> **Seçilen bölüm**

┏━━

Emsal Mahkeme Kararı İzmir Bölge Adliye Mahkemesi 17. Hukuk Dairesi 2020/81 E. 2023/1496 K. 12.09.2023 T.

Görüntülediğiniz mahkeme kararı kesinleşmiş bir karardır.

T.C.
İZMİR
BÖLGE ADLİYE MAHKEMESİ
17. HUKUK DAİRESİ

DOSYA NO : 2020/81
KARAR NO : 2023/1496
KARAR TARİHİ : 12/09/2023

T Ü R K M İ L L E T İ A D I N A
B Ö L G E A D L İ Y E M A H K E M E S İ K A R A R I

İNCELENEN KARARIN
MAHKEMESİ : İZMİR 1. ASLİYE TİCARET MAHKEMESİ
TARİHİ : 13/09/2019
NUMARASI : 2016/1037 Esas 2019/887 Karar
DAVANIN KONUSU : İtirazın İptali (Haksız Eylemden Kaynaklanan Zarar Nedeniyle)
BAM KARAR TARİHİ : 12/09/2023
KARAR YAZIM TARİHİ : 12/09/2023

Davacı vekili tarafından yukarıda belirtilen karara karşı istinaf yasa yoluna başvurulması üzerine, 6100 sayılı Hukuk Muhakemeleri Kanunu’nun 352. maddesi uyarınca yapılan ön inceleme sonucu eksiklik bulunmadığı anlaşılmakla; inceleme aşamasına geçildi. İncelemenin dosya üzerinde yapılmasına karar verildikten sonra dosya incelendi.

┗━━

> **Verilen satırlar**
┏━━

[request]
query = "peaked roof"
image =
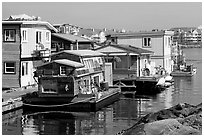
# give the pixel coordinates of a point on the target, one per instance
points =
(143, 33)
(30, 22)
(82, 53)
(65, 62)
(128, 49)
(70, 37)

┗━━

> **Görev A**
Mahkeme kararının "DOSYA NO : 2020/81" sözlerinden "Kaynaklanan Zarar Nedeniyle)" sözlerine kadar uzanan kısmını hiç değiştirmeden yazın.
> **Görev B**
Mahkeme kararını kaldığı yerden devam ettirin.
Satırlar, mahkeme kararından ayrı bir malzemedir.

> **Görev yanıtı A**
DOSYA NO : 2020/81
KARAR NO : 2023/1496
KARAR TARİHİ : 12/09/2023

T Ü R K M İ L L E T İ A D I N A
B Ö L G E A D L İ Y E M A H K E M E S İ K A R A R I

İNCELENEN KARARIN
MAHKEMESİ : İZMİR 1. ASLİYE TİCARET MAHKEMESİ
TARİHİ : 13/09/2019
NUMARASI : 2016/1037 Esas 2019/887 Karar
DAVANIN KONUSU : İtirazın İptali (Haksız Eylemden Kaynaklanan Zarar Nedeniyle)

> **Görev yanıtı B**
GEREĞİ DÜŞÜNÜLDÜ:
DAVA: Davacı vekili dava dilekçesinde özetle; davacı ile davalılar arasında 26/04/2010 başlangıç tarihli, “Taahhütlü Satışlar Sözleşmesi” imzalandığını, diğer davalı-borçlu …’in ise bu sözleşmeyi müşterek borçlu-müteselsil kefil sıfatı imzaladığını, davalının sözleşme yükümlülüklerine aykırı olarak taahhüdünü yerine getirmediğini ve nakdi destek tutarını iade etmediğini, davalının davacıdan sözleşme süresince almayı taahhüt ettiği ürünü almadığını, hedefini gerçekleştiremediğini, gerçekleşmeyen miktarın tahhüt edilen miktara oranının sözleşmede bahsi geçen meblağ ile çarpımı sonucu bulunan tutarın iki katı olan 10.141,16 TL’nin tahsili için davalı şirket ve sözleşmedi müşterek ve müteselsil kefil … hakkında icra takibi başlatıldığını belirterek, davalıların itirazlarının iptaline ve takibin devamına karar verilmesini talep ve dava etmiştir.
CEVAP: Davalılar vekili cevap dilekçesinde özetle; davacı tarafından hazırlanarak imzalatılan sözleşmenin boş kısımlarının davacı tarafından doldurulduğunu, yapılacak bilirkişi incelemesiyle budurumun anlaşılacağını, ekleme yapılan kısımlarda davalının parafının bulunmadığını, dolayısıyla bu sözleşmenin geçersizsiz olduğunu, davalının sözleşme süresince toplam 200 ml şişe ayran, 4200 koli 10.800 adet kasa/koli miktarında ürünü …’tan alacağına dair bir taahhüdünün bulunmadığını, sonradan eklenen bu kısmın doğru olduğu kabul edilse dahi kendilerine tebliğ edilen sözleşme örneğinde 200 ml şiye ayran 420 100800 adet yazdığını, bunun koli mi, adet mi yoksa hangi ürünler olduğunun dahi belli olmadığını, davalı şirketin böyle bir taahhüt altına giremeyeceğini, davacının hangi yıl için davalının taahhüdünün yerine getirmediğini açıklamak zorunda olduğunu, davaya dayanak sözleşmenin başlangıç tarihinin 26/04/2010 bitiş tarihinin 26/04/2011 olduğunu, davalı …’in kafaletinde yasanın aradığı koşulların bulunmadığını ve kafaletinin geçerli olmadığının beyanla davanın reddine karar verilmesini savunmuştur.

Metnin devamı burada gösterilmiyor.